What is required -
In the listing below, how many lines contain the string "dirt", with case counting? Reply with the number alone.

[Begin Material for this task]

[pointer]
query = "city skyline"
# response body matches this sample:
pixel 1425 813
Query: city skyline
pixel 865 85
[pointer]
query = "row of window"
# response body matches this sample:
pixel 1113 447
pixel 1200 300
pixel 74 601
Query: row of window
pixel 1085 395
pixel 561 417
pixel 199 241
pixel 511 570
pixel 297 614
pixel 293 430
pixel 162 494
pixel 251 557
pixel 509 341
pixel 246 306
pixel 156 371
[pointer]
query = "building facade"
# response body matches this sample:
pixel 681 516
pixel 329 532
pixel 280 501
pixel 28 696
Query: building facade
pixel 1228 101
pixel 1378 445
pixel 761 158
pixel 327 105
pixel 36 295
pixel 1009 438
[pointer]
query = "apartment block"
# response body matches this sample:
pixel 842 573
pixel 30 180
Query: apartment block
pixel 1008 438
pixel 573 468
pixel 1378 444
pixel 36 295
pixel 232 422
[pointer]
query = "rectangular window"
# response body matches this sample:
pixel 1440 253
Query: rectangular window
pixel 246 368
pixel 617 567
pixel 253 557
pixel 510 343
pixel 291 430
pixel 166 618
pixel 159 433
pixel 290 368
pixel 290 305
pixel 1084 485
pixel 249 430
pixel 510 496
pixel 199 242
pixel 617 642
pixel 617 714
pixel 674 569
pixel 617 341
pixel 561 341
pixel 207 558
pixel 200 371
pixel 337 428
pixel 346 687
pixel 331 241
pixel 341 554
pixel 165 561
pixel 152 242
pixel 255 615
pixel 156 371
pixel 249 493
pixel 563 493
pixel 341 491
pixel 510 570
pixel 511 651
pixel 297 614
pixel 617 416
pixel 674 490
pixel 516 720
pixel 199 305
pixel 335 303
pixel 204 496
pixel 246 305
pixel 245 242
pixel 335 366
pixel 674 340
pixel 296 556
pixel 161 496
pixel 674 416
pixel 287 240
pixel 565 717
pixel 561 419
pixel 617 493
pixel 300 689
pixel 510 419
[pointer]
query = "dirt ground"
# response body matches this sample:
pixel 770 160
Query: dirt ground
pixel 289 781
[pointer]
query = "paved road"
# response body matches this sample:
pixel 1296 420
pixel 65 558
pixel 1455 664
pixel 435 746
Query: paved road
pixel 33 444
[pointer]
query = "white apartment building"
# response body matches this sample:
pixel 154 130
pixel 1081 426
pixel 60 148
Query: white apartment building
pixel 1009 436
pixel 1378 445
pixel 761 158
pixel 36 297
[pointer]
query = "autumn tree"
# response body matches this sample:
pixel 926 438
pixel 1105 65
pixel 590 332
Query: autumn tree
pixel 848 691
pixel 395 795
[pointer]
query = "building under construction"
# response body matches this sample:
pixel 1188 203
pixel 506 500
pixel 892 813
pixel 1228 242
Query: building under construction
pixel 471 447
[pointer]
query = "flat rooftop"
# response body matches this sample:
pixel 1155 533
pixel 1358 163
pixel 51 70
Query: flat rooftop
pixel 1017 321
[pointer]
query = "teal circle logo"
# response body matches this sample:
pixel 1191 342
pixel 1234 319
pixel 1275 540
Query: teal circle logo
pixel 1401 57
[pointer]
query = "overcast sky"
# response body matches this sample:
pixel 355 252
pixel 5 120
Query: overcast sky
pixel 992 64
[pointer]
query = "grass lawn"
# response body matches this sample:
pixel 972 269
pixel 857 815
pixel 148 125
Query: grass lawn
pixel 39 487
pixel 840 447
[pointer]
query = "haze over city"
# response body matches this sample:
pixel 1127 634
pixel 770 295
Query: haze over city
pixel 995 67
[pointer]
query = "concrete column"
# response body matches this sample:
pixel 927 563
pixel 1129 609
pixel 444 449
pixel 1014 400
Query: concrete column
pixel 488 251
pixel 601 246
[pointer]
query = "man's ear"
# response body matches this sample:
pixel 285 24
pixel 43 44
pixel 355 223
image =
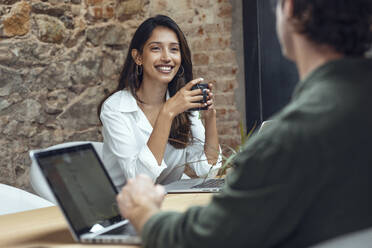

[End Material for this task]

Output of the task -
2